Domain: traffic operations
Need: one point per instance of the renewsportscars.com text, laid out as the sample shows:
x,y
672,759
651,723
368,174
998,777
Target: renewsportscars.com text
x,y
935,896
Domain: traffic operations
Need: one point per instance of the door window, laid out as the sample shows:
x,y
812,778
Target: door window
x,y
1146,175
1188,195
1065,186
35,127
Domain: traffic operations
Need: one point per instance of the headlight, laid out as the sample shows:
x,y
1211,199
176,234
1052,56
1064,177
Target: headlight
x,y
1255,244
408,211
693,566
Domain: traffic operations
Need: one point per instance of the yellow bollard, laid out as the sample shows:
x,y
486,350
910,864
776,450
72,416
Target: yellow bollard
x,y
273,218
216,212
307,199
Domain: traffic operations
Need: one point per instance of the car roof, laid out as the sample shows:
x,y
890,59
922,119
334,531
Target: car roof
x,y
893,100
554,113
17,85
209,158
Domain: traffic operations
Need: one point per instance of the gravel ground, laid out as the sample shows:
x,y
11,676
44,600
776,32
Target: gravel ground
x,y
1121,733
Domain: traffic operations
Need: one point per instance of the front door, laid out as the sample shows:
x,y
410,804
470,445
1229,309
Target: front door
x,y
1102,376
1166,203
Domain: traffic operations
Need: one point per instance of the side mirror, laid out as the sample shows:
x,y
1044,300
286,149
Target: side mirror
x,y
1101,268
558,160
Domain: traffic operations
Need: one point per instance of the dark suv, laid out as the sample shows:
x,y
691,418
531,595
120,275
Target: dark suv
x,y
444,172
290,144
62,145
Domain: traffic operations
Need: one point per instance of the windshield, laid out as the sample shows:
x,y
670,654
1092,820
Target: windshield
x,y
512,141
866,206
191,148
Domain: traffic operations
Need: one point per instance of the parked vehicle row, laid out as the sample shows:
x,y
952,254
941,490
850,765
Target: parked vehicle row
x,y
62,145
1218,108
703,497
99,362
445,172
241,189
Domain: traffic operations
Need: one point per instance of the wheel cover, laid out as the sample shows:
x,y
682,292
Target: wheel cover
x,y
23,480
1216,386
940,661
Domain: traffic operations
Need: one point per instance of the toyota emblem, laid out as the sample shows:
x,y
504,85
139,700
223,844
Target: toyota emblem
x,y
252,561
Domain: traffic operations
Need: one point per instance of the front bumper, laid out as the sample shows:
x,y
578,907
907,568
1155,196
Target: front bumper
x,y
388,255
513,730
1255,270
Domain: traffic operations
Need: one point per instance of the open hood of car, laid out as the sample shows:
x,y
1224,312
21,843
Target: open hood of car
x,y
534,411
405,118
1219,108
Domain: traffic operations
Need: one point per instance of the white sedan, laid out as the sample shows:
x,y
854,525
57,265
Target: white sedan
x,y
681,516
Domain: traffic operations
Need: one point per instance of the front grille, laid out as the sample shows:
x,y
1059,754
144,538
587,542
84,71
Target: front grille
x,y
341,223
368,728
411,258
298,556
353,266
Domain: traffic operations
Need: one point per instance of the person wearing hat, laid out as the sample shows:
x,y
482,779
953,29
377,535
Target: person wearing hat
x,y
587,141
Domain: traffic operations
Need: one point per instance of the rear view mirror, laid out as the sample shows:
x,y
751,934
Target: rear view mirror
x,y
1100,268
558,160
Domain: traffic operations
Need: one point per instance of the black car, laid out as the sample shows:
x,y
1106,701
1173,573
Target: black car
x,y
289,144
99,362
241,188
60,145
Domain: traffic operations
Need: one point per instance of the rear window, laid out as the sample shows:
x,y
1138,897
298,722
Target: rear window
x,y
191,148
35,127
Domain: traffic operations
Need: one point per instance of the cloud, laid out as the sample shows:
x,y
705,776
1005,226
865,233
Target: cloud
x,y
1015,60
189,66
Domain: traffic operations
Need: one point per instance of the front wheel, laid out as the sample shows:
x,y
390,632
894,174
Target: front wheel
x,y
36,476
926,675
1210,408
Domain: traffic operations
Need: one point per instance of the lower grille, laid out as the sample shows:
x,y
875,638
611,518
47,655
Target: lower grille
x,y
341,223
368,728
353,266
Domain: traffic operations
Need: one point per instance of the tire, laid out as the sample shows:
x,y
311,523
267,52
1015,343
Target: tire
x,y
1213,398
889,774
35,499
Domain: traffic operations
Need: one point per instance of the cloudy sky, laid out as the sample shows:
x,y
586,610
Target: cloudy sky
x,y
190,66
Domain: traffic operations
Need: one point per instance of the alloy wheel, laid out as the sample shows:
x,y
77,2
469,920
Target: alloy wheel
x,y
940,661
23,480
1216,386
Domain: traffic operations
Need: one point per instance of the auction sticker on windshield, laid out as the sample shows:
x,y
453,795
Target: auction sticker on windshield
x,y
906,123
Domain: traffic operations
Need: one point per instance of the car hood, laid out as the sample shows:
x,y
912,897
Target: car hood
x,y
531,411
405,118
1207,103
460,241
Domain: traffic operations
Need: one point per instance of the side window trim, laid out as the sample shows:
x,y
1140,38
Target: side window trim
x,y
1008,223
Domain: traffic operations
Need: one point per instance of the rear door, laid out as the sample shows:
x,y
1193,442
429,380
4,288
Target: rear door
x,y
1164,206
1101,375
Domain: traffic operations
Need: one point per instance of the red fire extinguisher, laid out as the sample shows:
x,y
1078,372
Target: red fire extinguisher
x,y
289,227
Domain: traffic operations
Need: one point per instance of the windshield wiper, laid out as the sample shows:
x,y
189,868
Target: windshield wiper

==========

→ **Direction**
Emit the records above again, exactly, with no line skipped.

→ **Exercise answer**
Domain: traffic operations
Need: one point per instance of the renewsportscars.com text, laid out as the sample shows:
x,y
672,759
651,723
368,174
998,777
Target: renewsportscars.com text
x,y
935,896
Domain: traffic operations
Need: one point per instance of the door window, laid out as the sample shows:
x,y
812,778
Target: door window
x,y
1146,175
1188,195
1065,186
35,127
Domain: traffic operations
Need: one point per instance of the headlight, laid out as the sample shows:
x,y
1211,199
176,234
1052,56
1064,177
Target: headlight
x,y
1255,244
408,211
693,566
Domain: traffic operations
Need: one point per instance of the yellow bollard, laid out as the sample shows:
x,y
486,350
910,864
776,450
72,416
Target: yellow bollard
x,y
273,218
216,212
307,199
Domain: traffic operations
Need: one point per instance of the car roof, laid out as the sample shows:
x,y
890,59
922,119
334,531
Target: car roof
x,y
893,100
554,113
17,85
209,158
Domain: traffic operations
Need: one point per instance of the gravel ground, laid out as the sample shows:
x,y
11,676
44,600
776,32
Target: gravel ground
x,y
1121,733
Domain: traffic operations
Need: one point per instance of the front door, laid out as the sample shows:
x,y
410,804
470,445
1229,309
Target: front door
x,y
1102,376
1166,203
Domain: traffic operations
Need: one point per instance of the side mirror, laid out as the sample shows:
x,y
1044,300
286,149
Target: side mirror
x,y
1101,268
558,160
Domain: traffic operations
Need: one point per instance of the dark suv, laid out as the sample shows:
x,y
691,418
531,595
120,275
Target: dark suv
x,y
444,172
290,144
62,145
Domain: traffic operations
Need: one point per instance of the windshield, laid out as the sample shows:
x,y
670,654
1092,820
Target: windshield
x,y
512,141
866,206
191,148
Domain: traffic operations
Need: one point per instance of the parked vehicle row, laid out as the sample shows:
x,y
952,254
941,490
850,765
Target: parked vehicle row
x,y
62,145
1218,108
703,497
99,362
445,172
241,189
Domain: traffic operations
Need: one point per instance of the wheel cover, laid out as the sample shows:
x,y
682,292
Target: wheel cover
x,y
23,480
1216,386
940,661
Domain: traffic operations
Need: one point per instance of the toyota emblem, laid out as the sample shows:
x,y
504,85
139,700
223,844
Target: toyota emblem
x,y
252,561
Domain: traffic operations
Need: one point per instance of the front bumper, laid out as the sample shows:
x,y
578,907
907,568
1155,196
Target: front bumper
x,y
388,255
513,730
1255,270
Domain: traffic operations
Need: one point per instance of the open hood of car, laid out as the sample shows:
x,y
1224,312
21,843
Target: open hood of car
x,y
534,411
405,118
1219,108
Domain: traffic operations
Need: one point per instance of the white sedan, laid out as the sample shows:
x,y
854,525
57,265
Target: white sedan
x,y
681,516
Domain: traffic operations
Need: one point per instance of the front grille, laid out as the sample shows:
x,y
1059,754
144,538
587,542
84,71
Target: front grille
x,y
341,223
368,728
411,258
298,556
353,266
Domain: traffic operations
Need: one point per instance of the person wearing hat, laid out as the sample shows:
x,y
482,779
953,29
377,535
Target: person wearing hat
x,y
587,141
Domain: traffic operations
Need: one point per instance of the rear view mirror, laid out as the sample shows:
x,y
751,934
Target: rear view mirror
x,y
1100,268
558,160
Domain: traffic operations
Need: one point per instance of the black car, laid out as the sample shows:
x,y
1106,701
1173,573
Target: black car
x,y
289,144
99,362
241,188
60,145
Domain: traffic operations
Need: one point per instance of the rear window, laid out as the sample shows:
x,y
1138,897
298,722
Target: rear window
x,y
191,148
35,127
Domain: traffic operations
Need: one point per instance of the cloud, laid out as the sample shows:
x,y
705,776
1005,226
865,233
Target: cloud
x,y
1015,60
189,66
Domain: traffic operations
Need: one point per instance of the front wheel, laid out as the sample shows:
x,y
390,632
894,174
Target: front wheel
x,y
36,476
926,675
1210,408
Domain: traffic operations
Need: one point per instance of the lower grille, laid out as the sample shows:
x,y
875,638
611,518
47,655
Target: lower grille
x,y
341,223
368,728
353,266
Domain: traffic operations
Need: one point per instance of the tire, laid out as the sample shows:
x,y
311,523
267,52
1015,343
Target: tire
x,y
1213,398
889,774
35,499
Domain: traffic operations
Need: one point per instance of the cloudy sky, laid out as the sample shows:
x,y
586,610
Target: cloudy sky
x,y
190,66
Domain: traffic operations
Need: one point per instance of the alloy wheel, laid out as the sample shows:
x,y
77,2
469,920
Target: alloy wheel
x,y
940,661
23,480
1216,386
Domain: traffic operations
Need: one point per instance of the auction sticker on windshield, laid out as the sample shows:
x,y
453,795
Target: auction sticker on windshield
x,y
906,123
Domain: traffic operations
Need: one point per instance of the car hood, laid out as the sample shows:
x,y
912,897
Target: car hood
x,y
531,411
405,118
1207,103
460,241
Domain: traffic operations
Need: one point per instance of the side window trim, laid out as the sample shows:
x,y
1140,38
Target: side window trim
x,y
1008,223
Domain: traffic operations
Need: one point per instance of the rear door, laid out as the sample shows:
x,y
1193,442
429,380
4,288
Target: rear door
x,y
1164,206
1101,375
Domain: traffic operations
Need: one point per instance of the red fire extinguisher, laid out as the sample shows:
x,y
1078,372
Target: red fire extinguisher
x,y
289,227
Domain: traffic operations
Need: one point per instance of the windshield wiper, laid out as the sample shows:
x,y
189,868
Target: windshield wiper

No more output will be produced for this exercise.